**Aufgabe**. Wie geht der Text über den Bronchoskopiestuhl weiter? Setzen Sie ihn nach seinem letzten Satz fort.

**Vorgegebener Text**.
- - - -

Vor einiger Zeit wurde dem Deutschen Tuberkulose-Archiv ein eigentümliches, kleines Stühlchen geschenkt, welches zunächst unbekannt und dessen Bedeutung völlig unklar war. Nachforschungen blieben lange Zeit ergebnislos, führten aber letztendlich doch zum Ziel: Es ist ein Bronchoskopiestuhl! ([Abb. 1]).

Abb. 1 Bronchoskopiestuhl von vorn.

„Unter direkter Tracheobronchoskopie versteht man die Besichtigung des Tracheo-Bronchialbaumes mithilfe starrer Rohre, die entweder vom Munde her durch den Kehlkopf hindurch (obere Tracheobronchoskopie) oder durch eine Tracheotomieöffnung (untere Tracheobronchoskopie) eingeführt werden können. Der oberen Methode geht stets eine direkte Besichtigung des Kehlkopfes (direkte Laryngoskopie oder Autoskopie) voraus” [1]. Die Tracheobronchoskopie, die von Gustav Killian 1897 entwickelt worden war[1], wurde rasch bekannt, weithin angewandt und technisch verbessert, vor allem hinsichtlich der Lichtführung und des Instrumentariums. Die Untersuchung erfolgte mit starrem Rohr vorzugsweise in Lokalanästhesie der Schleimhaut mit 10 % Kokainlösung durch Pinselung, Wattetupfer oder Spray. Diese Lokalanästhesie war eingeschränkt durch die kurze Wirkungszeit des Kokain und dessen Toxizität, das Mittel konnte deswegen nicht ad libitum verwandt werden. Die Untersuchung musste also zügig erfolgen.

Die Einführung des starren Bronchoskopes in die Trachea war je nach Körperbau des Patienten mit erheblichen Schwierigkeiten verbunden, musste doch zwischen Zahnreihe und Kehlkopfeingang eine gerade Linie hergestellt werden, um das Instrument in die Trachea vorbringen zu können. Bis Mitte des 19. Jahrhunderts hielt man eine solche direkte Betrachtung der Trachea anatomisch nicht für möglich: Ein Mr. Green, der 1846 auf einem Kongress über eine solche Endoskopie berichtet hatte, wurde kurzer Hand der Lüge bezichtigt und aus der wissenschaftlichen Gesellschaft ausgeschlossen [2]. Erst Ende des 19. Jahrhunderts hat Gustav Killian dieser Methode zum Durchbruch verholfen, nachdem er an der Leiche die direkte Zugangsmöglichkeit in die Trachea eindeutig nachgewiesen hatte.

- - - -

**Datensatz**.
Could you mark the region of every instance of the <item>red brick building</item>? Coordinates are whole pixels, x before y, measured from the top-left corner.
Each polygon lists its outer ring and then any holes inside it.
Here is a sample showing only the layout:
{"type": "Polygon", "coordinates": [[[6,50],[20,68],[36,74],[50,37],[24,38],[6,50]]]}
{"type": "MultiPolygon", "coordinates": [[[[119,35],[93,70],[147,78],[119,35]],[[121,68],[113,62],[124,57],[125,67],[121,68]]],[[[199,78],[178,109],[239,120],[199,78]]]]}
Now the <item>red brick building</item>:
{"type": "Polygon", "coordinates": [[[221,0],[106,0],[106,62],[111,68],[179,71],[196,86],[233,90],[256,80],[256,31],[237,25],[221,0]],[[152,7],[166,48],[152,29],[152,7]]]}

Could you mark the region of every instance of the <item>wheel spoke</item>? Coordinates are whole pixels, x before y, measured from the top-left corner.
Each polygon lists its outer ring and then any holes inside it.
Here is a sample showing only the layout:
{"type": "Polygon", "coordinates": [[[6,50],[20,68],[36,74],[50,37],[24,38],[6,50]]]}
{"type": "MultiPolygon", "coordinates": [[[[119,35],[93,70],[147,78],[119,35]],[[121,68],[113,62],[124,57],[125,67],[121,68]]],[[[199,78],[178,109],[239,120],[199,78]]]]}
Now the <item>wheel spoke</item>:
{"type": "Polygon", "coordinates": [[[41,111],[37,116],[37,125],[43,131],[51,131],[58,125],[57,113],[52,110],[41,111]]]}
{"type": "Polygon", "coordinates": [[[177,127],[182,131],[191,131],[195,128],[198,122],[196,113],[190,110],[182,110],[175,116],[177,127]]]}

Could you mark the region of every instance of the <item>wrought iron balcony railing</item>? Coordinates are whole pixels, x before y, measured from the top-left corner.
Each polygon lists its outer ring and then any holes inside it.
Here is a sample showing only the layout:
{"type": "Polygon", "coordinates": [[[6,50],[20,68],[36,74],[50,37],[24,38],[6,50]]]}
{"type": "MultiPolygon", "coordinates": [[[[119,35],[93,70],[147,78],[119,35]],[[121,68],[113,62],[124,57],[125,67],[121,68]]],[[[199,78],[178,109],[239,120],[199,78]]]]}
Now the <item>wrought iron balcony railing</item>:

- - - -

**Erwartete Ausgabe**.
Die Untersuchung wurde selten im Liegen mit hängendem Kopf, vorwiegend im Sitzen vorgenommen. Letzteres wurde als günstiger angesehen, weil der Patient beweglicher war und sozusagen „um das starre Bronchoskopierohr herum” bewegt, gebogen werden konnte, um Einblick in die einzelnen Bronchien zu erlangen.

Für die Endoskopie im Sitzen benötigte man einen niedrigen Schemel oder einen von Brüngings [3] entwickelten, besonders geeigneten Untersuchungsstuhl ([Abb. 2]), der durch seine Höhe sowie die Form des Sitzes und der Rückenlehne den Patienten zur „richtigen” Haltung veranlasste. Der Patient nahm auf ihm Platz und beugte seinen Oberkörper stark nach vorn, indem er seinen Hals möglichst weit nach vorn reckte. Dann fasste er mithilfe eines kleinen Tuches seine Zunge und zog sie mit der rechten Hand so weit als möglich vor ([Abb. 3]).

Abb. 2 Bronchoskopiestuhl.

Abb. 3 Sitzhaltung.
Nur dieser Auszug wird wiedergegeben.